====== DOCUMENT PASSAGE ======

Reddit’s API is effectively dead for archival. Third-party apps are gone. Reddit has threatened to cut off access to the Pushshift dataset multiple times. But 3.28TB of Reddit history exists as a torrent right now, and I built a tool to turn it into something you can browse on your own hardware.
The key point: This doesn’t touch Reddit’s servers. Ever. Download the Pushshift dataset, run my tool locally, get a fully browsable archive. Works on an air-gapped machine. Works on a Raspberry Pi serving your LAN. Works on a USB drive you hand to someone.
What it does: Takes compressed data dumps from Reddit (.zst), Voat (SQL), and Ruqqus (.7z) and generates static HTML. No JavaScript, no external requests, no tracking. Open index.html and browse. Want search? Run the optional Docker stack with PostgreSQL – still entirely on your machine.

====== PROVIDED MATERIAL ======

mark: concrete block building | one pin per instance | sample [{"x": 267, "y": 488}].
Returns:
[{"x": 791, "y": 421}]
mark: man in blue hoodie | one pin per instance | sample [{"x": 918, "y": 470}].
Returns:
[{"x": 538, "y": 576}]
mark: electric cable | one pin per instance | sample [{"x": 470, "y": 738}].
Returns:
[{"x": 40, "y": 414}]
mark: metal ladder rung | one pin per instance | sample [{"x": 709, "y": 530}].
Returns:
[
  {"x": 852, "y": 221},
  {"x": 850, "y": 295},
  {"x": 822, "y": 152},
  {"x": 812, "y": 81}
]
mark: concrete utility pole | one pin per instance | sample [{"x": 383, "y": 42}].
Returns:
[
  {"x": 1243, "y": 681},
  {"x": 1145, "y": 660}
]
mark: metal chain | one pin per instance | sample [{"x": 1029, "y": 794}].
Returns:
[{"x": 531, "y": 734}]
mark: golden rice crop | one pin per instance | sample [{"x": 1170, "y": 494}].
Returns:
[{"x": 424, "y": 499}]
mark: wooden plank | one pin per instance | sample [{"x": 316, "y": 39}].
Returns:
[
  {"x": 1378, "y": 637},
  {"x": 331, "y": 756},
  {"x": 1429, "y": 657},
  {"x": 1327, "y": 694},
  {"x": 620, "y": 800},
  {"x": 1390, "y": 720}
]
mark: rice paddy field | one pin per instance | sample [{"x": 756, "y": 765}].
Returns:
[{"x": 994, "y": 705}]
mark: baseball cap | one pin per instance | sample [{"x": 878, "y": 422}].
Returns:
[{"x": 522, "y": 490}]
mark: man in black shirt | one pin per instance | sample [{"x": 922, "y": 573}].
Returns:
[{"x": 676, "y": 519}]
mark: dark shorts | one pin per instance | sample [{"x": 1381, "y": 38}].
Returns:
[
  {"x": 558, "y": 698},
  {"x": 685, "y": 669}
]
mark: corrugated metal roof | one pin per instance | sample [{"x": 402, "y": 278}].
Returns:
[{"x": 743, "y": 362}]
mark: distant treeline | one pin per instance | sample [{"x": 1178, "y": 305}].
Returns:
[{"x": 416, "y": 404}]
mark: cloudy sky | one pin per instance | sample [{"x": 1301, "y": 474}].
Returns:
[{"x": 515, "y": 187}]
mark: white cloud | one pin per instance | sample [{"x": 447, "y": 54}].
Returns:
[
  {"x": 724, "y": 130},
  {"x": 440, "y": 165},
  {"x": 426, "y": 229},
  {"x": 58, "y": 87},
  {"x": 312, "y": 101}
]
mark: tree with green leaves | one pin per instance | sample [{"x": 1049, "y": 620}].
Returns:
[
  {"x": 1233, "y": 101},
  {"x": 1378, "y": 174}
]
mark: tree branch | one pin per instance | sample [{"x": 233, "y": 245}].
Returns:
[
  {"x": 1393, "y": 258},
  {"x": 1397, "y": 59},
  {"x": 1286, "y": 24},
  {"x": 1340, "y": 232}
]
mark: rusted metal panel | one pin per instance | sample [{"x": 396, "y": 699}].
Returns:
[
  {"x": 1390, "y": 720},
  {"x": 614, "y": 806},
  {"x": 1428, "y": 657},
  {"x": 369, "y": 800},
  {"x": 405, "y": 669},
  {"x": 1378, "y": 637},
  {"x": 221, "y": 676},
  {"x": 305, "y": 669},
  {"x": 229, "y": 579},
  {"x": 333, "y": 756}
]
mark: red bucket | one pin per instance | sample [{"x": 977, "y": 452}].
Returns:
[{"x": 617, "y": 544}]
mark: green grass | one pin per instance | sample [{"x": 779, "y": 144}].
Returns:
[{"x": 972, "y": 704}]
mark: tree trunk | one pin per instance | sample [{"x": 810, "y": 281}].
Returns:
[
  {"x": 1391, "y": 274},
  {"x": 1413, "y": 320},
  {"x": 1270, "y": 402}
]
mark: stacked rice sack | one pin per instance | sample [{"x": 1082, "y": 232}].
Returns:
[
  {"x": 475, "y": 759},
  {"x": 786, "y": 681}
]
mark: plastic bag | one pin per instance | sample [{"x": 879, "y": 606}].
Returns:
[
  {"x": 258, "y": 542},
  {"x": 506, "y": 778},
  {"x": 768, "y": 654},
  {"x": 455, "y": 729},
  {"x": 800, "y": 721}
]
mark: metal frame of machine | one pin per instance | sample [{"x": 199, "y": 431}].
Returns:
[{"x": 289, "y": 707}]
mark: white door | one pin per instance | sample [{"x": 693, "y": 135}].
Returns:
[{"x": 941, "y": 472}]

======

## STATED EXERCISE 1
In the Reddit archive post, rewrite the paragraph that begins "What it does:" as a short bulleted list that keeps its main facts.
## STATED EXERCISE 2
Pick up the Reddit archive post after its final sentence and write what comes next.
The records play no part in any of the work here.

## REPLY 1
- Converts compressed data dumps into static HTML: Reddit (.zst), Voat (SQL), and Ruqqus (.7z)
- Uses no JavaScript, makes no external requests, and does no tracking
- Browse by opening index.html
- Search is optional through a Docker stack with PostgreSQL, which also runs entirely on your machine

## REPLY 2
API & AI Integration: Full REST API with 30+ endpoints – posts, comments, users, subreddits, full-text search, aggregations. Also ships with an MCP server (29 tools) so you can query your archive directly from AI tools.
Self-hosting options:
- USB drive / local folder (just open the HTML files)
- Home server on your LAN
- Tor hidden service (2 commands, no port forwarding needed)
- VPS with HTTPS
- GitHub Pages for small archives
Why this matters: Once you have the data, you own it. No API keys, no rate limits, no ToS changes can take it away.
Scale: Tens of millions of posts per instance. PostgreSQL backend keeps memory constant regardless of dataset size. For the full 2.38B post dataset, run multiple instances by topic.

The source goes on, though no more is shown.